* [Work request]:
Using the entries below, output exactly the lines from the one containing "Target: sediment layer" through the final line, both included, and no others.

* [Provided data]:
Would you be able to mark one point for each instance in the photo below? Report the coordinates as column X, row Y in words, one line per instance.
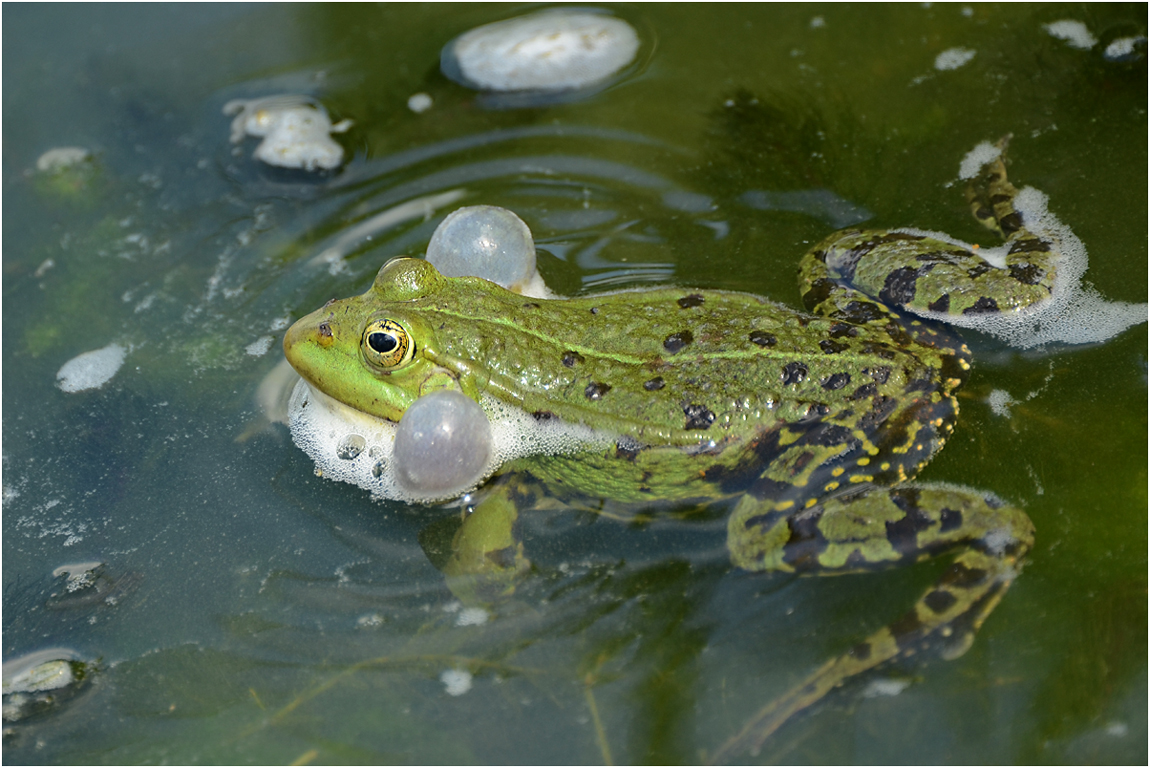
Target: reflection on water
column 239, row 608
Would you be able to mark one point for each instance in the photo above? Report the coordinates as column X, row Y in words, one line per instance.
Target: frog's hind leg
column 889, row 525
column 932, row 274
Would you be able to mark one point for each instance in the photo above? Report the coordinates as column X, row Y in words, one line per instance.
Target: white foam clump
column 1074, row 313
column 61, row 158
column 41, row 670
column 953, row 58
column 294, row 129
column 355, row 447
column 1074, row 33
column 549, row 51
column 1124, row 47
column 457, row 682
column 92, row 369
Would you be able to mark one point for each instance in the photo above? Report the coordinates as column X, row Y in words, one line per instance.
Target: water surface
column 262, row 614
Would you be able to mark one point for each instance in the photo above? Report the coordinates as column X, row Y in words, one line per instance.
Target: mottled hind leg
column 932, row 274
column 906, row 523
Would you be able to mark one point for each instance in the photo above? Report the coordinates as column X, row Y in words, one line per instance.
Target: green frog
column 814, row 422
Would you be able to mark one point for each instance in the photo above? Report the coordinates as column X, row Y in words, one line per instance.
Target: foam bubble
column 487, row 242
column 457, row 682
column 953, row 58
column 294, row 129
column 323, row 428
column 1074, row 33
column 92, row 369
column 549, row 51
column 443, row 444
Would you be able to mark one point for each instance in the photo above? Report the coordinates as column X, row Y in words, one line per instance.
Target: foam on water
column 324, row 428
column 1074, row 313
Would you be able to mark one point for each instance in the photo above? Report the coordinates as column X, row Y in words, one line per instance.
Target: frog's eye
column 386, row 345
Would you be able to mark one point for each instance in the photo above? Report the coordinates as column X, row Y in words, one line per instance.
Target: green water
column 262, row 614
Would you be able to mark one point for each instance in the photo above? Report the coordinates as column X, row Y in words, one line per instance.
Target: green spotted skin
column 814, row 422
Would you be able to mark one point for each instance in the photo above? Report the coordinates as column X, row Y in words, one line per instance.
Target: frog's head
column 374, row 352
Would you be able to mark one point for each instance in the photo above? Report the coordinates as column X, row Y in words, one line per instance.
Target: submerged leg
column 487, row 559
column 884, row 527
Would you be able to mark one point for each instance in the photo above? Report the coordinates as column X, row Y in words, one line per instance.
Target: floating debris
column 92, row 369
column 296, row 131
column 953, row 58
column 549, row 51
column 1074, row 33
column 458, row 682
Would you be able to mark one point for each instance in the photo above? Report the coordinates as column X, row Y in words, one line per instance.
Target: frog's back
column 668, row 366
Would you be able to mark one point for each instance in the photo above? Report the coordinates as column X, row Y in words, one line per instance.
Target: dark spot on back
column 898, row 289
column 676, row 342
column 795, row 373
column 697, row 416
column 860, row 312
column 1027, row 274
column 979, row 270
column 949, row 520
column 905, row 629
column 942, row 304
column 688, row 301
column 982, row 306
column 1028, row 245
column 763, row 338
column 838, row 330
column 820, row 291
column 830, row 346
column 1010, row 223
column 626, row 452
column 596, row 390
column 959, row 575
column 940, row 600
column 836, row 381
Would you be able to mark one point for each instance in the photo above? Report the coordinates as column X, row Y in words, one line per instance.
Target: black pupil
column 382, row 343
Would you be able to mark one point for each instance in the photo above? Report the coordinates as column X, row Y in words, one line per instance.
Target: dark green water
column 261, row 614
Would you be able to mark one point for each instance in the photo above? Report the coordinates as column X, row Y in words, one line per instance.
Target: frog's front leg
column 873, row 528
column 487, row 559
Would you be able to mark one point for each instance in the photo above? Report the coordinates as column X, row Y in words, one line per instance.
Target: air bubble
column 351, row 446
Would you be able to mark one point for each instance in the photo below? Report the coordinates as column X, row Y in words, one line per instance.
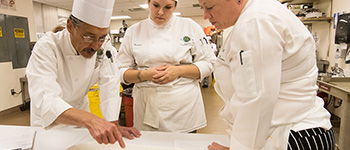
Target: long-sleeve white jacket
column 59, row 79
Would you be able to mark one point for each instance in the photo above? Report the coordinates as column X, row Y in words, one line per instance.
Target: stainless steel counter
column 339, row 88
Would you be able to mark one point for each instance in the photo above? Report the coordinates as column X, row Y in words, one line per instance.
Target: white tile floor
column 212, row 102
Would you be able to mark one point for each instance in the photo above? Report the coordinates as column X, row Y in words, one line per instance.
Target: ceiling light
column 144, row 5
column 120, row 17
column 176, row 13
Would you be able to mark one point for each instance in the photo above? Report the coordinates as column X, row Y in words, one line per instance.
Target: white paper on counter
column 17, row 138
column 193, row 144
column 96, row 146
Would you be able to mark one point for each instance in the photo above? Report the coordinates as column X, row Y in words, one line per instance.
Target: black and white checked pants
column 311, row 139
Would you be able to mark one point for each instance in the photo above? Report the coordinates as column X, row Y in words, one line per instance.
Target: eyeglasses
column 90, row 39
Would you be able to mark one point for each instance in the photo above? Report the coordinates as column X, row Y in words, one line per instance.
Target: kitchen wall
column 338, row 6
column 10, row 77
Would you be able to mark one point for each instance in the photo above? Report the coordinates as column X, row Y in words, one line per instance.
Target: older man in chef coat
column 64, row 66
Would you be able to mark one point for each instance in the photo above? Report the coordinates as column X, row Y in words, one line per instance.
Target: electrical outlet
column 13, row 92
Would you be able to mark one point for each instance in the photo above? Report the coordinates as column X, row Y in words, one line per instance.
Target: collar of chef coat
column 167, row 25
column 74, row 51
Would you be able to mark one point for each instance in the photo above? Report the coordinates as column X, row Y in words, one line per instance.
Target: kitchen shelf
column 311, row 20
column 295, row 2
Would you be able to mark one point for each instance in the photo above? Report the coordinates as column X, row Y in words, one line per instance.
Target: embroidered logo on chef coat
column 98, row 57
column 137, row 44
column 186, row 41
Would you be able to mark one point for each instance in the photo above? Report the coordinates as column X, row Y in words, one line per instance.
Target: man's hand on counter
column 128, row 132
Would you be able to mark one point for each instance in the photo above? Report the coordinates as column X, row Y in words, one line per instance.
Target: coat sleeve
column 256, row 75
column 125, row 58
column 45, row 92
column 203, row 57
column 109, row 86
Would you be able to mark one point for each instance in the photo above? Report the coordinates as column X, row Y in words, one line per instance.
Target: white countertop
column 63, row 138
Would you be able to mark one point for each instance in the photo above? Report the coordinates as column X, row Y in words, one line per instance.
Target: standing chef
column 266, row 74
column 166, row 56
column 63, row 67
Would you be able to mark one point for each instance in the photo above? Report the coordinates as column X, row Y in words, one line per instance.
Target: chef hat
column 94, row 12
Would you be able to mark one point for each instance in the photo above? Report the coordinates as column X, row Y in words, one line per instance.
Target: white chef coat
column 266, row 74
column 176, row 106
column 59, row 79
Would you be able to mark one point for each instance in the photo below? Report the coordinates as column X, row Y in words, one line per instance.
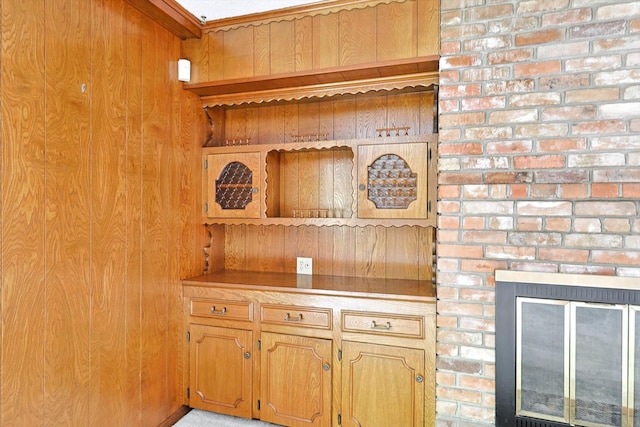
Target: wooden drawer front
column 222, row 309
column 383, row 324
column 296, row 316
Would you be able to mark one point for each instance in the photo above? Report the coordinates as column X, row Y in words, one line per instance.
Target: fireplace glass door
column 573, row 362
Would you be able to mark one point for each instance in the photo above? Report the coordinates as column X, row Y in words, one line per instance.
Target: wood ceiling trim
column 171, row 16
column 291, row 13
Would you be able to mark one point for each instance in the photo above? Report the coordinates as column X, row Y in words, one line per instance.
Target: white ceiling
column 219, row 9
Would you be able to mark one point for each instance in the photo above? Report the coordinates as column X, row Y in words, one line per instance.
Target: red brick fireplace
column 539, row 166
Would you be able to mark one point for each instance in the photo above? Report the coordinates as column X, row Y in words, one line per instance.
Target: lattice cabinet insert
column 348, row 182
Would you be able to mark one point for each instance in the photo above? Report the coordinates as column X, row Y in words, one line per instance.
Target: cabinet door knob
column 288, row 318
column 385, row 326
column 221, row 312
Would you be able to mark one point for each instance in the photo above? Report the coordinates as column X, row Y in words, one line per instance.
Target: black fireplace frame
column 507, row 292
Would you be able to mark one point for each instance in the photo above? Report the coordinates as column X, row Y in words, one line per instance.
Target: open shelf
column 326, row 183
column 387, row 75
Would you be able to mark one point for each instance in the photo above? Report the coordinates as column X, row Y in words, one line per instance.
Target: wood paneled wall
column 344, row 117
column 100, row 172
column 385, row 32
column 381, row 252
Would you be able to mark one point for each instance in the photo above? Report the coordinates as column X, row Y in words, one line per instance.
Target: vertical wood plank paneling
column 304, row 44
column 428, row 27
column 216, row 47
column 357, row 36
column 269, row 244
column 252, row 130
column 402, row 260
column 104, row 349
column 309, row 166
column 234, row 247
column 427, row 112
column 262, row 41
column 344, row 251
column 236, row 123
column 326, row 189
column 344, row 117
column 371, row 243
column 108, row 214
column 343, row 196
column 426, row 241
column 289, row 192
column 134, row 248
column 306, row 243
column 237, row 55
column 371, row 115
column 23, row 213
column 326, row 43
column 176, row 164
column 404, row 110
column 291, row 248
column 325, row 112
column 283, row 39
column 396, row 31
column 67, row 204
column 324, row 263
column 270, row 124
column 155, row 223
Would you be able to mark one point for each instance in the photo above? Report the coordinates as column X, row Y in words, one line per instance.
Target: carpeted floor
column 198, row 418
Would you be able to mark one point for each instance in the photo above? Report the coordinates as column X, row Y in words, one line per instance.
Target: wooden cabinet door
column 233, row 183
column 221, row 370
column 382, row 386
column 393, row 181
column 295, row 380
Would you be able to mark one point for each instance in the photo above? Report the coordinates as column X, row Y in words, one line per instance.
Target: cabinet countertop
column 400, row 289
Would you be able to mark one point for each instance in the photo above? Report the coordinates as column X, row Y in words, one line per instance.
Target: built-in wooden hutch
column 335, row 163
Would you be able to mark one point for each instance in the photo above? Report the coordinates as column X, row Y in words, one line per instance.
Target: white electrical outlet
column 304, row 265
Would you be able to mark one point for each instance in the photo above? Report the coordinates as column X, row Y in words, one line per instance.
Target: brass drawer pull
column 221, row 312
column 288, row 318
column 386, row 326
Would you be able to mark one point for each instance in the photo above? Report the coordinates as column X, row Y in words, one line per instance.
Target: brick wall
column 539, row 167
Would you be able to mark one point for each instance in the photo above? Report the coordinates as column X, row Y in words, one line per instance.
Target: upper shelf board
column 318, row 82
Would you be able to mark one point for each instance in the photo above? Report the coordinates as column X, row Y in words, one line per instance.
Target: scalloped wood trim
column 353, row 87
column 353, row 221
column 291, row 13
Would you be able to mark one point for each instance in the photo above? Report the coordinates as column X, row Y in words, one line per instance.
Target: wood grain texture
column 237, row 55
column 303, row 49
column 397, row 30
column 282, row 47
column 376, row 252
column 108, row 216
column 23, row 213
column 94, row 199
column 344, row 117
column 133, row 253
column 357, row 36
column 326, row 44
column 67, row 222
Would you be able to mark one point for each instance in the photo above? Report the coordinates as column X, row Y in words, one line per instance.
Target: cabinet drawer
column 383, row 324
column 296, row 316
column 222, row 309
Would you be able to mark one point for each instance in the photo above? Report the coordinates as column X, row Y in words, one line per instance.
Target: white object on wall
column 184, row 70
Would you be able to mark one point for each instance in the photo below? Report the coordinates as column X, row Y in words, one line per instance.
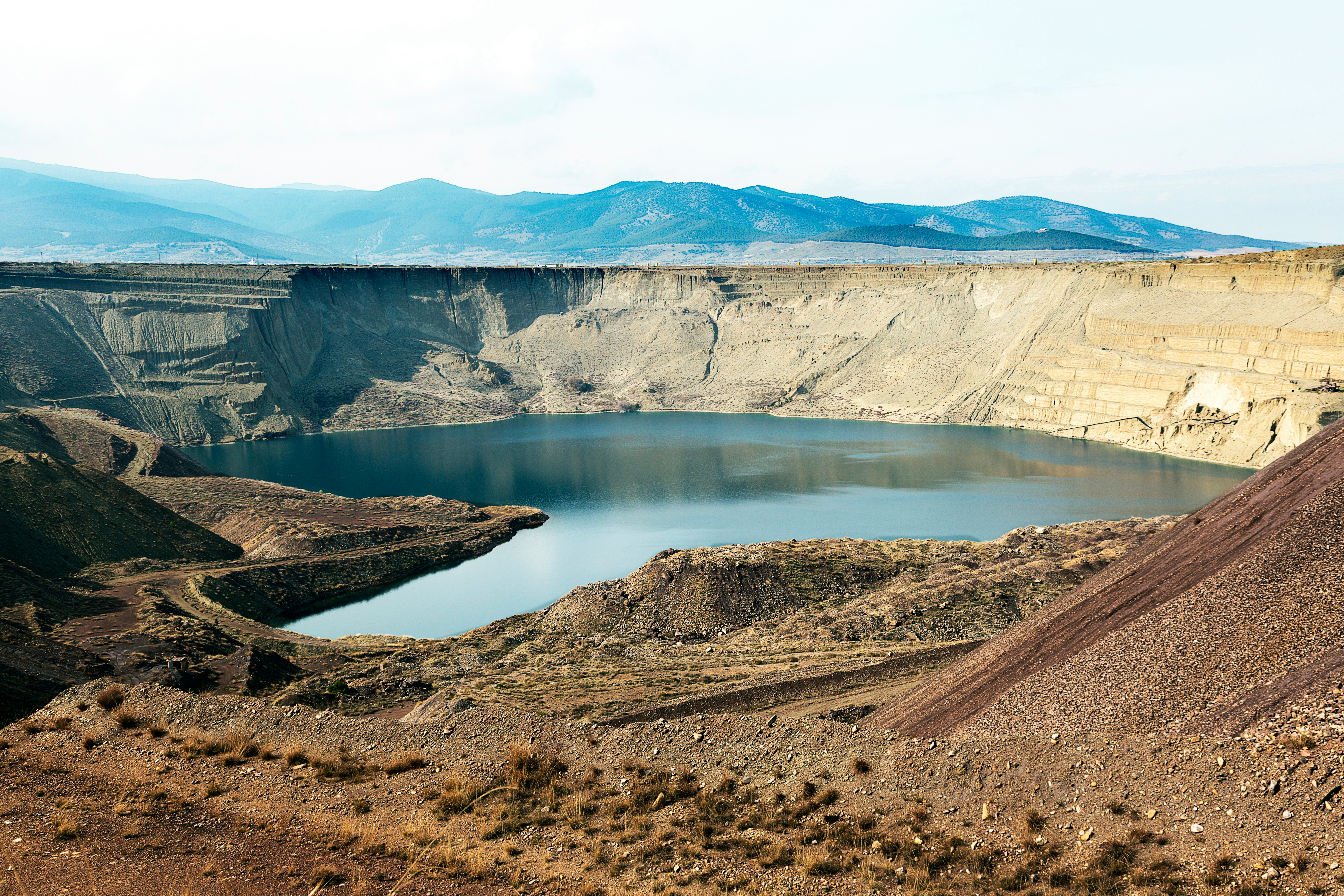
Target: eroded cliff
column 1224, row 360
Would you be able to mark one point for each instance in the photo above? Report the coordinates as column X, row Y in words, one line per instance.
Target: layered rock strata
column 1222, row 360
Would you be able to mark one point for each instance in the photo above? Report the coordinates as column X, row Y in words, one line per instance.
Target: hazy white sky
column 1222, row 116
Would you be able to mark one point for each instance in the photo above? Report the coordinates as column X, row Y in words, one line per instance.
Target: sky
column 1221, row 116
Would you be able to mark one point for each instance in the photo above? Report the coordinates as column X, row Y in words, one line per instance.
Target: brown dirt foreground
column 173, row 793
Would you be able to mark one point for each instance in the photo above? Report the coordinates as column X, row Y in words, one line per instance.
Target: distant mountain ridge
column 918, row 237
column 56, row 207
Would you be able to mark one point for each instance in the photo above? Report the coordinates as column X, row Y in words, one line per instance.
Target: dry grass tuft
column 127, row 721
column 529, row 772
column 406, row 762
column 326, row 876
column 341, row 766
column 458, row 797
column 577, row 811
column 111, row 698
column 822, row 866
column 68, row 828
column 419, row 835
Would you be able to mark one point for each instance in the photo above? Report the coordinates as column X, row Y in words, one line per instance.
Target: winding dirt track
column 1211, row 541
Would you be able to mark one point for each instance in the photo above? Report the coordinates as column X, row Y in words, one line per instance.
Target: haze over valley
column 61, row 213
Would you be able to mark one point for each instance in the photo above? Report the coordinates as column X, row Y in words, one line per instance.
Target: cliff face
column 1215, row 360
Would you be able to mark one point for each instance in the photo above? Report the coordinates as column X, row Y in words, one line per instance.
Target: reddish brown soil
column 1210, row 542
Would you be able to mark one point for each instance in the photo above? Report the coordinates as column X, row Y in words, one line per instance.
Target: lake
column 623, row 487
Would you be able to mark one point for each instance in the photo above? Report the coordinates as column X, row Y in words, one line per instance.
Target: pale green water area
column 623, row 487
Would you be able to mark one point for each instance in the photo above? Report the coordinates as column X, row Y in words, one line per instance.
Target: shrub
column 111, row 698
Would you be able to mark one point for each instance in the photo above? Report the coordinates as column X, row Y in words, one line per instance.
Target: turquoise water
column 623, row 487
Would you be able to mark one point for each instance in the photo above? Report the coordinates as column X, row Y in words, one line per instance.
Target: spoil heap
column 1238, row 605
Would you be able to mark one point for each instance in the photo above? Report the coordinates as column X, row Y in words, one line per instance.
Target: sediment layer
column 1222, row 360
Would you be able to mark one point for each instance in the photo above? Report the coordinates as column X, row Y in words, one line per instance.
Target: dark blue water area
column 620, row 488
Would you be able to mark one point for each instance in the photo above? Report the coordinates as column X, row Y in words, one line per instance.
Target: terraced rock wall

* [Answer]:
Target: sediment layer
column 1222, row 360
Would you be able to mark one point for each instance in the photo above? Report the coordinates as column X, row Y in words, one line per instance.
Target: dark blue water area
column 620, row 488
Would you be able to mark one point for each instance in the photo above? Report the coordinates as column X, row Y in words, one line per instance.
Target: terraced rock wall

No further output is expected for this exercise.